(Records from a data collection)
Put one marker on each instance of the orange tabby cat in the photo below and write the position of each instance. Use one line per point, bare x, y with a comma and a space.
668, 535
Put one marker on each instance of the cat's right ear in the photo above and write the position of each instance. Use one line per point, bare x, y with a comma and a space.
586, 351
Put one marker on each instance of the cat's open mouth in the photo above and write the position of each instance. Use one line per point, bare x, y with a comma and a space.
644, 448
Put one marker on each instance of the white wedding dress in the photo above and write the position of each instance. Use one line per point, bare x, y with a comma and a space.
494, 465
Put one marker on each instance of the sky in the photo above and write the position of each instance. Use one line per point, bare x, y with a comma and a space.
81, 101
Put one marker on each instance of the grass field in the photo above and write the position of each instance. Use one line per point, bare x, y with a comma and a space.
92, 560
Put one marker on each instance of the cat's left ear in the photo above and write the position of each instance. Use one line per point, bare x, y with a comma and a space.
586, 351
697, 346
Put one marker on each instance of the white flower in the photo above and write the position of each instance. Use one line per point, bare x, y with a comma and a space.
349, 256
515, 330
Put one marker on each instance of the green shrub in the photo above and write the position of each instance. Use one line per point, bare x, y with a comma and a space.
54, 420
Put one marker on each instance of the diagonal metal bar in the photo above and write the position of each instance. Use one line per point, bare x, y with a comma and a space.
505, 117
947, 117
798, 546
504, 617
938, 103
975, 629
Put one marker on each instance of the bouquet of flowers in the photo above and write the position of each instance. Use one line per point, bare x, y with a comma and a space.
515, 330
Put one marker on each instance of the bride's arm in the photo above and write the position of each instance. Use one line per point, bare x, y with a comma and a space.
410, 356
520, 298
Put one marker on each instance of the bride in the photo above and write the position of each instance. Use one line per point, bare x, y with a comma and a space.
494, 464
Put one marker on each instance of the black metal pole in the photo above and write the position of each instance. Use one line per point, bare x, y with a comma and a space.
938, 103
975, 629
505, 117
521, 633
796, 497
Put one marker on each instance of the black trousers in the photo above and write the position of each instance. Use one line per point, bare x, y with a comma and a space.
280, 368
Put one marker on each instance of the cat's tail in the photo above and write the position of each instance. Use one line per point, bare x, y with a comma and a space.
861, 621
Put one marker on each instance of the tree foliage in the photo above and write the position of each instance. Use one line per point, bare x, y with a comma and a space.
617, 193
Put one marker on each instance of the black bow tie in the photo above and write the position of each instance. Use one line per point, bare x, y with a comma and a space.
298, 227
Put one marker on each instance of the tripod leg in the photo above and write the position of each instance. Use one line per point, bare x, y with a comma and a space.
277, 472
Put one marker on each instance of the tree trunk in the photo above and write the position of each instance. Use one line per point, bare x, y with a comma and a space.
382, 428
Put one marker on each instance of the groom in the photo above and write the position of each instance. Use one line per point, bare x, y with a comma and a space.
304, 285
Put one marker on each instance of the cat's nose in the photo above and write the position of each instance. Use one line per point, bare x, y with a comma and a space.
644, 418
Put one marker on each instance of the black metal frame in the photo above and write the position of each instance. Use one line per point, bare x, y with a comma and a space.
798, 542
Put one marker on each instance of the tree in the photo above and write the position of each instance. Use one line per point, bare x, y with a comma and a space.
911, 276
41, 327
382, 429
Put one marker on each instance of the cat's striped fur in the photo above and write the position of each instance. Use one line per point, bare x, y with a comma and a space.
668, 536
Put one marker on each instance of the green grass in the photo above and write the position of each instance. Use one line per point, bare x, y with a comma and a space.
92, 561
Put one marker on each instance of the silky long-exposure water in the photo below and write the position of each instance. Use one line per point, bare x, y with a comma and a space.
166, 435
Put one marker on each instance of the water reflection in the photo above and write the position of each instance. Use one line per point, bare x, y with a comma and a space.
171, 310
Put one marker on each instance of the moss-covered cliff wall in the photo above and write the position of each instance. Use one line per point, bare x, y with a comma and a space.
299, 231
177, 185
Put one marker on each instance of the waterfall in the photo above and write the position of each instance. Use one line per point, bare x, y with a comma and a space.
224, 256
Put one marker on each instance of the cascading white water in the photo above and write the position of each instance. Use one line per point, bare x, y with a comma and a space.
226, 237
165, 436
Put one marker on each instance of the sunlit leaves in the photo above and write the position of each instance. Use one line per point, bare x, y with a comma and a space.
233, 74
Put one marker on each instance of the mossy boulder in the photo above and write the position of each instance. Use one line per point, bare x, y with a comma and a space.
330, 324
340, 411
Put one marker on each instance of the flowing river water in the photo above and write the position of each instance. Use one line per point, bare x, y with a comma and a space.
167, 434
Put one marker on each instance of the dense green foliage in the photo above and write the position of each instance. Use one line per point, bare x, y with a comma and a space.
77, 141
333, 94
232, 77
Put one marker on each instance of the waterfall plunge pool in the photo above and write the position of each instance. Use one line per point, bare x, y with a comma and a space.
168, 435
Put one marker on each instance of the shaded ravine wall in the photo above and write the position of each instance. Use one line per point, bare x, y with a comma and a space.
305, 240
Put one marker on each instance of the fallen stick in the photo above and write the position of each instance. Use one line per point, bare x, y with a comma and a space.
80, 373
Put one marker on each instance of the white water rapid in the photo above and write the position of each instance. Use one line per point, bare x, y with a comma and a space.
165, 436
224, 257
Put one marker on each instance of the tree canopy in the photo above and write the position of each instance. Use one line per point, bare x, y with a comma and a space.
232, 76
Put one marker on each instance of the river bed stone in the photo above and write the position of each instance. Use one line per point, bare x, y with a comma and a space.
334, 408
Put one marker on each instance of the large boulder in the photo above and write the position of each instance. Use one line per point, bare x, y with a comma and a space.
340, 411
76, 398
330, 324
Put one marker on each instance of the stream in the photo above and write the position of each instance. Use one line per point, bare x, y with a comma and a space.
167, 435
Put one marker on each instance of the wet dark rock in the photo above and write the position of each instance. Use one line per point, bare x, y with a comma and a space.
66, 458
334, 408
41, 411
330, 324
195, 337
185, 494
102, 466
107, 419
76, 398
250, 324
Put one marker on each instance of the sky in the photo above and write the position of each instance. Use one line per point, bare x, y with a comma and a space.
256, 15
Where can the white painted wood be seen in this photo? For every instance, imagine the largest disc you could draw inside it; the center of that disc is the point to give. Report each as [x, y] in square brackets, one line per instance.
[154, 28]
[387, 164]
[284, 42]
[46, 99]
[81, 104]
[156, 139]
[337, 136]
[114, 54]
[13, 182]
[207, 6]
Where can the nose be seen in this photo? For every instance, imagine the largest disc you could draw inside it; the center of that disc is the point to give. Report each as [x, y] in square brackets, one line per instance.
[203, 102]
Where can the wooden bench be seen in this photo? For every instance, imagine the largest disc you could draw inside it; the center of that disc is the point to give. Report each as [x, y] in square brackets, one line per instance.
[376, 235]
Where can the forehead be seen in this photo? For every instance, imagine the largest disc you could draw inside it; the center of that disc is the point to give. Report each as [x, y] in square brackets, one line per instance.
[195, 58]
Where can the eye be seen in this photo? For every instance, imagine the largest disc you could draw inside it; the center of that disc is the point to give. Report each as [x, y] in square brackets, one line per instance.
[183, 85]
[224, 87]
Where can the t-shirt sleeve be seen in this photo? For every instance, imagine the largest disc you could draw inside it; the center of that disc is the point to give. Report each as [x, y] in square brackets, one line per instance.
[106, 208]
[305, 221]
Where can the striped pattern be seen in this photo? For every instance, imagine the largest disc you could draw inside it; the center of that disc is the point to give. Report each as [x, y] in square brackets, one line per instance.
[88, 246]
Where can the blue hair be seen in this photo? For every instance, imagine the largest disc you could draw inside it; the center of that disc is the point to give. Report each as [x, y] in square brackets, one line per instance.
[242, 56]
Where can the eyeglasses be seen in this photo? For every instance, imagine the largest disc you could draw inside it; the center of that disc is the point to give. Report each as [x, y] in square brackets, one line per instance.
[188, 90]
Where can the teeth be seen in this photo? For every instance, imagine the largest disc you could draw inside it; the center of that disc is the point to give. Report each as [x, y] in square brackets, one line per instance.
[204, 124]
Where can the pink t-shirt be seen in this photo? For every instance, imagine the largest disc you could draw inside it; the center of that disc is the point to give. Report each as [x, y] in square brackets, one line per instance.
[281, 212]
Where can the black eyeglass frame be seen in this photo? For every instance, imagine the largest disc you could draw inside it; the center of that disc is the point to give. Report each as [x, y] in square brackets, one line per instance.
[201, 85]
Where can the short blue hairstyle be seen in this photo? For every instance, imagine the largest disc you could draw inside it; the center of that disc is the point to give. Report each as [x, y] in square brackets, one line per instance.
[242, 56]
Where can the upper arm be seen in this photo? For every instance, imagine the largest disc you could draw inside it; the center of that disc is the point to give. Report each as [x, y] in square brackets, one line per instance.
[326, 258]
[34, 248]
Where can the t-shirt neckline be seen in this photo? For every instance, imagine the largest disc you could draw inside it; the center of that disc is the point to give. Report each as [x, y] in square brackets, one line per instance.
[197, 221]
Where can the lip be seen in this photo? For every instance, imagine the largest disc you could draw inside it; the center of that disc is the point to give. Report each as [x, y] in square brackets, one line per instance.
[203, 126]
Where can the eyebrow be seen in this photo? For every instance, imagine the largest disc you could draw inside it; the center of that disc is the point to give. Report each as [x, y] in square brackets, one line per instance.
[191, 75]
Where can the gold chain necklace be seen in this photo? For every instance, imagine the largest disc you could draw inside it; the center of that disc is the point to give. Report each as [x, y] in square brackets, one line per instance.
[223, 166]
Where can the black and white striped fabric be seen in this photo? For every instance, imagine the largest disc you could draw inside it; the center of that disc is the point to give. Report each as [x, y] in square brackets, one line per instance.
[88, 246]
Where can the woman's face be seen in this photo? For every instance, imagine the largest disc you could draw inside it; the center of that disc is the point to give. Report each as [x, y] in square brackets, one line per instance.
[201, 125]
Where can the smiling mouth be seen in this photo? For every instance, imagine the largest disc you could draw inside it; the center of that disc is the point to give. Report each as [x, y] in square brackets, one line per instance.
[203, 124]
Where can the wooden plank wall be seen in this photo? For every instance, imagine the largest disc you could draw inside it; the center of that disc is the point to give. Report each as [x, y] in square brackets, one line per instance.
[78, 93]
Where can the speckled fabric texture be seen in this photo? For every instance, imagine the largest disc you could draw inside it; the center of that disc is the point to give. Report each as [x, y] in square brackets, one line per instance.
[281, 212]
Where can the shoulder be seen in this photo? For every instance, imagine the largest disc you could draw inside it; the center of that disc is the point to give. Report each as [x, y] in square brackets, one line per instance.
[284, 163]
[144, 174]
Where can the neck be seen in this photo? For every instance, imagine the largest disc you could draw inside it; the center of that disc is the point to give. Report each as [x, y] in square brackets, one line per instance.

ABOUT THIS TASK:
Produce an exact repeat of the lines from the one containing "Where can the woman's" through the last line of the data, and nothing more.

RESULT BELOW:
Where can the woman's face be seen in this photo? For every instance, imagine the largest disc you could draw inside it; the center of that disc is the point to give. Report each as [x, y] in square brackets, one line per instance.
[201, 125]
Where can the smiling mouth be seen in this photo? For every instance, imagine the largest disc you could draw inside it; the center of that disc is the point to give. Report each as [x, y] in square brackets, one line per instance.
[203, 124]
Where can the wooden plank wall be seen in this photo? For every instance, imagine the largest disc you could draw inside it; the center of that disc is the point to give. Report each as [x, y] in square brackets, one line per instance.
[78, 93]
Where can the speckled fabric texture be seen in this photo? For every instance, imagine the largest disc you could draw inside it; the center of that disc is the point to give. Report each as [x, y] in square brackets, one line per instance.
[281, 212]
Where can the shoulder be seen in this photo? For every instance, imagine the largest disc you could draw inside it; the center of that disc is the point to give. Report each as [x, y] in square brackets, one line per instance.
[284, 163]
[144, 174]
Where can the neck be seen in this photo? For every instance, imagine the largest disc you could draw inside it; the center of that disc is the point to give. Report each as [x, y] in square brackets, one line per instance.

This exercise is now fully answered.